(Object position labeling entries)
** begin **

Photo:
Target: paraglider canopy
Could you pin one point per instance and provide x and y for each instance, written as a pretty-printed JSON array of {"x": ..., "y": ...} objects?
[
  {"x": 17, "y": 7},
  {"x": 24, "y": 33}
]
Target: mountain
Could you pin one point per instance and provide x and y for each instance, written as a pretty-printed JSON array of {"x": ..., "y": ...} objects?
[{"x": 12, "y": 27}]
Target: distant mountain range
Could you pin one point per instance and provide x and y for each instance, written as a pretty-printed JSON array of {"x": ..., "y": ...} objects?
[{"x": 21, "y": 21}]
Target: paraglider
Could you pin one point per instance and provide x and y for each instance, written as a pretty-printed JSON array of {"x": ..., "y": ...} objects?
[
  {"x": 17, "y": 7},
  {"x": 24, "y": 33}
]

** end **

Could you lay out every line of the records above as a numbered list, leaving out any blank lines?

→ Result of this exercise
1. Photo:
2. Target: paraglider canopy
3. Could you pin one point per instance and provide x and y for each instance, written as a pretty-printed JSON array of {"x": ..., "y": ...} objects?
4. [
5.   {"x": 17, "y": 7},
6.   {"x": 24, "y": 33}
7. ]
8. Target: mountain
9. Could you pin one point per instance and provide x and y for each instance, written as a pretty-printed JSON array of {"x": ..., "y": ...} objects?
10. [{"x": 12, "y": 27}]
11. Target: distant mountain range
12. Could you pin one point per instance and provide x and y for each instance, written as a pretty-printed JSON array of {"x": ..., "y": ...} objects?
13. [{"x": 21, "y": 21}]
14. Target: paraglider
15. Could you pin one point per instance and provide x and y for each instance, written as a pretty-printed JSON array of {"x": ..., "y": ...} objects?
16. [
17.   {"x": 17, "y": 7},
18.   {"x": 24, "y": 33}
19. ]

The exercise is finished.